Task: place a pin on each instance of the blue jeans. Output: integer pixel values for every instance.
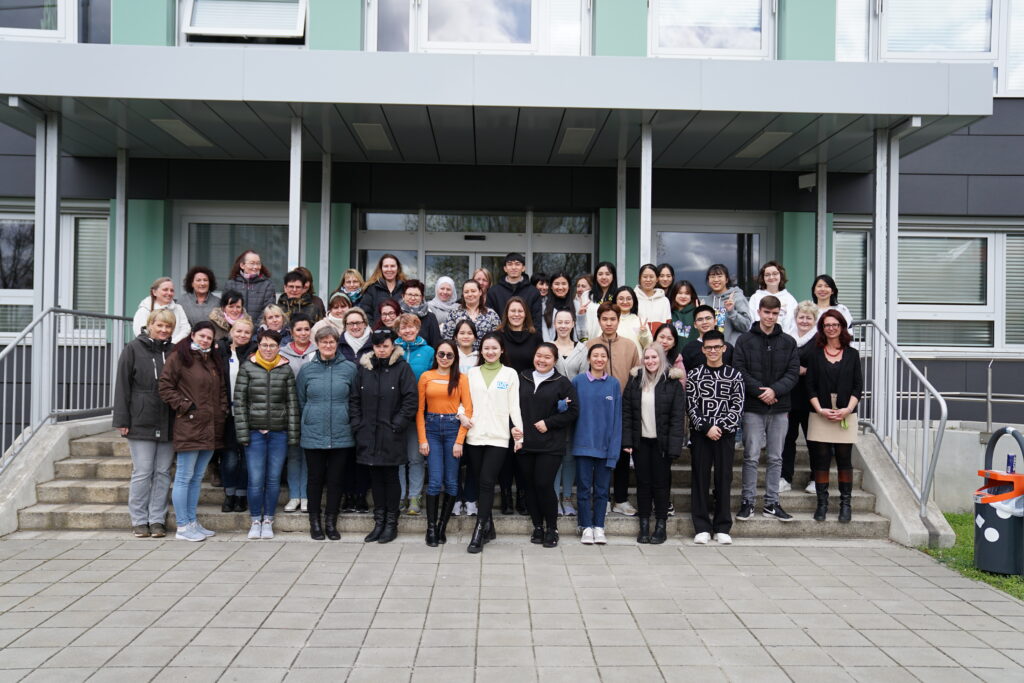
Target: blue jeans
(187, 478)
(441, 465)
(415, 467)
(593, 476)
(264, 458)
(298, 472)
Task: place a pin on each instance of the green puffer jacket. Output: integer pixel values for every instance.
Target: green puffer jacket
(266, 400)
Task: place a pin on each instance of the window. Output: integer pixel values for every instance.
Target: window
(528, 27)
(695, 28)
(38, 19)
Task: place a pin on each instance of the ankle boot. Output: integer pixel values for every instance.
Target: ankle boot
(390, 531)
(331, 526)
(845, 501)
(660, 531)
(476, 543)
(448, 505)
(315, 530)
(644, 536)
(432, 521)
(821, 511)
(378, 525)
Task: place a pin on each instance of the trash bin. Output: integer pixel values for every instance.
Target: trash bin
(998, 515)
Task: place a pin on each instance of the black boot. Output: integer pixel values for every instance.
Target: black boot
(660, 531)
(432, 520)
(315, 530)
(822, 510)
(378, 525)
(331, 526)
(476, 543)
(845, 500)
(644, 536)
(448, 504)
(390, 531)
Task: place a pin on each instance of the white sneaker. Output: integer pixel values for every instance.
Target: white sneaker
(625, 509)
(188, 532)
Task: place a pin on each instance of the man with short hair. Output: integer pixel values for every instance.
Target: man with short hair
(515, 283)
(767, 357)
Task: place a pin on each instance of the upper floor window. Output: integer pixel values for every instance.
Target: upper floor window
(510, 27)
(711, 28)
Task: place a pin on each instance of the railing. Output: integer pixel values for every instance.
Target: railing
(901, 408)
(60, 367)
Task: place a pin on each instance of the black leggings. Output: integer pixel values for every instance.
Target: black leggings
(387, 491)
(653, 478)
(538, 476)
(326, 467)
(486, 462)
(821, 455)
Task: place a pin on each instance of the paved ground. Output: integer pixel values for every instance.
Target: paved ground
(100, 606)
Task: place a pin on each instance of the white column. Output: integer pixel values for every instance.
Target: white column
(646, 163)
(295, 195)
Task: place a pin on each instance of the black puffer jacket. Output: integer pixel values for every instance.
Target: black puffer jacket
(266, 400)
(382, 410)
(670, 413)
(541, 402)
(137, 404)
(767, 360)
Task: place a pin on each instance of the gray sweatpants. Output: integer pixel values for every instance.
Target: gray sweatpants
(151, 480)
(761, 431)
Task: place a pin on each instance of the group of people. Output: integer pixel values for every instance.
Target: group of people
(547, 384)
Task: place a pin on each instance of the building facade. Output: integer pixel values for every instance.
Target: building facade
(842, 136)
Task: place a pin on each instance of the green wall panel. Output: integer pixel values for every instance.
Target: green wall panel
(807, 30)
(336, 25)
(621, 28)
(142, 23)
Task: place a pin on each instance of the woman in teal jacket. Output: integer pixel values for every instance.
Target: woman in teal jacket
(324, 386)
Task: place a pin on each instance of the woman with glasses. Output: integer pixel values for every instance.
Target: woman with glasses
(441, 431)
(266, 420)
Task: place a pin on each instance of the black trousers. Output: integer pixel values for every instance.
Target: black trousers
(798, 421)
(653, 478)
(384, 482)
(539, 470)
(707, 454)
(486, 462)
(327, 469)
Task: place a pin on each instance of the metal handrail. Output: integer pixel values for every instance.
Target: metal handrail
(70, 373)
(898, 399)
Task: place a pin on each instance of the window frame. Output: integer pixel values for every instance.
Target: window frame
(67, 31)
(769, 14)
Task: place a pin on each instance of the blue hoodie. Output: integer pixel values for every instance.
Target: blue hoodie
(599, 427)
(419, 355)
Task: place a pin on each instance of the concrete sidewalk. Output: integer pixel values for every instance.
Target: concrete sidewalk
(103, 606)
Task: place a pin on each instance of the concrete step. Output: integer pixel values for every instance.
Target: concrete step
(97, 516)
(116, 493)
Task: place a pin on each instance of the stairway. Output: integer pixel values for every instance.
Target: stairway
(90, 492)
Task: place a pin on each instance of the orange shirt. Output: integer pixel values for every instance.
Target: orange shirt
(435, 398)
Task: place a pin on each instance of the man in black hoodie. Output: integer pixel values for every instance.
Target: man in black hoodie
(515, 283)
(768, 360)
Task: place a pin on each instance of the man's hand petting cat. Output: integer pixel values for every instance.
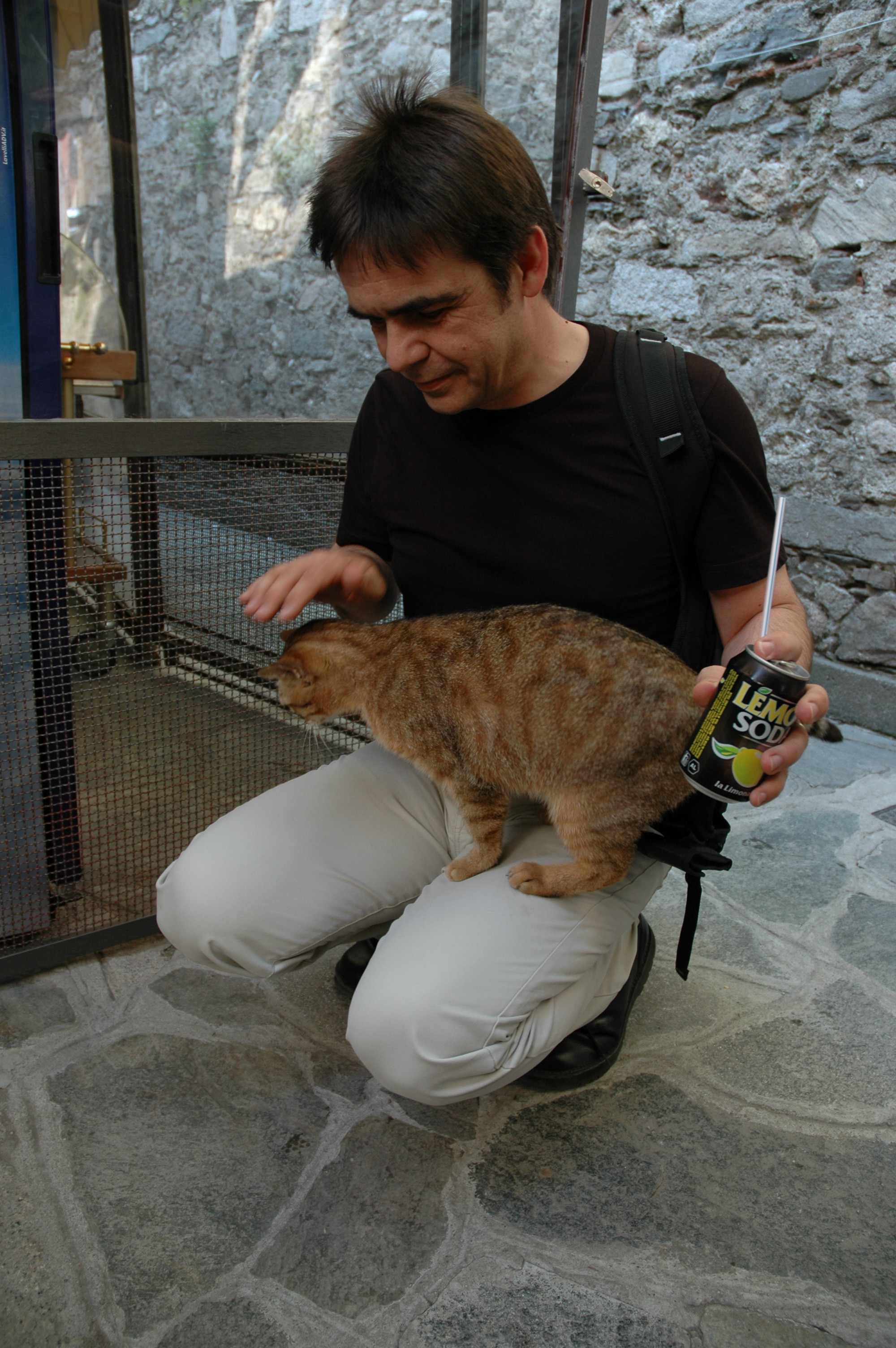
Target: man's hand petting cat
(356, 581)
(812, 707)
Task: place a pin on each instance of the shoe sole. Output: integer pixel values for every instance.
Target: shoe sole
(569, 1081)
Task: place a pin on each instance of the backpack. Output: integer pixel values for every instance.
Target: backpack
(676, 451)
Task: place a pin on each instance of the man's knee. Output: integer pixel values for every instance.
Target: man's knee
(409, 1038)
(201, 906)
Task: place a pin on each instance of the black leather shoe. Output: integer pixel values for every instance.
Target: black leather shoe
(592, 1050)
(351, 967)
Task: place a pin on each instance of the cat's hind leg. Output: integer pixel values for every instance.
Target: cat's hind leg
(484, 809)
(601, 839)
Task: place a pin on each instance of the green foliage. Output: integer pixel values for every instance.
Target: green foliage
(197, 142)
(294, 162)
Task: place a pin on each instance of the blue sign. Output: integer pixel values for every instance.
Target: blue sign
(10, 329)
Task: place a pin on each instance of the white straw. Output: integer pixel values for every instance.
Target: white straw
(772, 562)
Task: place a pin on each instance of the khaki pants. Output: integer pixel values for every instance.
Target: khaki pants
(472, 985)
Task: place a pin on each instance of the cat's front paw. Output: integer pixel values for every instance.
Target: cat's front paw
(530, 878)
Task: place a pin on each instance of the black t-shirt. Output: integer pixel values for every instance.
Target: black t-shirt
(549, 503)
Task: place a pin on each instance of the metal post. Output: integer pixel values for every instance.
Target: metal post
(126, 193)
(470, 21)
(578, 76)
(146, 568)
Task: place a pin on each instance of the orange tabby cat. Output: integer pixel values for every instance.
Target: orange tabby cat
(561, 707)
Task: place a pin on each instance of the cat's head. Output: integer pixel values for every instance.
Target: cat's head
(314, 674)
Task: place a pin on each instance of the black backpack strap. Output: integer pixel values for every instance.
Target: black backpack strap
(676, 451)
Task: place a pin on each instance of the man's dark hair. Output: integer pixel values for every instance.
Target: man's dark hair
(429, 173)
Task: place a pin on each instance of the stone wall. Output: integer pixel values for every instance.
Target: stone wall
(752, 150)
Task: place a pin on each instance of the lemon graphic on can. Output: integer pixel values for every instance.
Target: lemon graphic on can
(747, 769)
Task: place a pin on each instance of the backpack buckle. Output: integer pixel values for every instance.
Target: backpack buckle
(669, 444)
(650, 335)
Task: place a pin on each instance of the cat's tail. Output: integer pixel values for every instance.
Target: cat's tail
(825, 730)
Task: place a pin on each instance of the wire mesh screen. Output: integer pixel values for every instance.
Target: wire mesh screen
(133, 711)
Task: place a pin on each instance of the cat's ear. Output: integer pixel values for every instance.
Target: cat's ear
(276, 670)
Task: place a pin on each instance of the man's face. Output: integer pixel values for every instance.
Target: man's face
(444, 327)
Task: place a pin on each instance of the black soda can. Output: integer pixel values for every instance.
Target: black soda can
(754, 708)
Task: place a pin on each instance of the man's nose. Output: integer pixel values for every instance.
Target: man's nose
(405, 348)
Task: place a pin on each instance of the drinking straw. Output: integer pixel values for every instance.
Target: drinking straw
(772, 564)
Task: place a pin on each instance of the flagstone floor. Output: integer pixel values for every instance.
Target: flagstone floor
(193, 1161)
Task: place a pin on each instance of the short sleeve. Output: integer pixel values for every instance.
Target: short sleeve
(736, 525)
(359, 522)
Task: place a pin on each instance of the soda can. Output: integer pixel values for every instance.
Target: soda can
(754, 708)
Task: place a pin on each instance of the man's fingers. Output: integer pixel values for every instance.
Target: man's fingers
(335, 575)
(813, 704)
(787, 752)
(306, 576)
(779, 646)
(708, 683)
(770, 789)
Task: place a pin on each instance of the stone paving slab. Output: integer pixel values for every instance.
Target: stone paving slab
(192, 1160)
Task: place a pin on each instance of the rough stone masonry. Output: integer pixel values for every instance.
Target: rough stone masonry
(754, 153)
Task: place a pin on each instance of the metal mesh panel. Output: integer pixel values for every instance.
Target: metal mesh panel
(133, 712)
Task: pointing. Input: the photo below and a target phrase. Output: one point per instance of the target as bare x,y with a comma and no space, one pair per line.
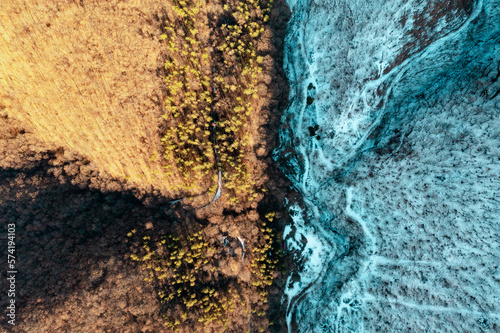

◆ WHAT NEEDS TO BE DONE
All lines from the one containing "Task: place a pin on each instance of the soda" to the last line of the records above, and no others, should be returned unchanged, without pictures.

◆ TASK RESULT
Task: place a pin on each instance of the soda can. Output: integer pixel values for every instance.
Target: soda can
(754, 708)
Task: place a pin on each instance of the man's fingers. Output: integer pixel values for every instance.
Target: man's fingers
(335, 575)
(813, 704)
(787, 752)
(306, 576)
(779, 646)
(708, 683)
(770, 789)
Task: place a pin on each instance of the stone paving slab. Output: integer pixel values for every instance.
Target: stone paving slab
(192, 1160)
Task: place a pin on each instance of the rough stone masonry. Output: integer pixel values for every instance.
Target: rough stone masonry
(754, 153)
Task: place a pin on each instance of the metal mesh panel. Output: integer pixel values for every instance.
Target: metal mesh panel
(133, 712)
Task: pointing. Input: the photo below and a target phrase. Output: one point per instance of the target as bare x,y with a comma and no space, one pair per line.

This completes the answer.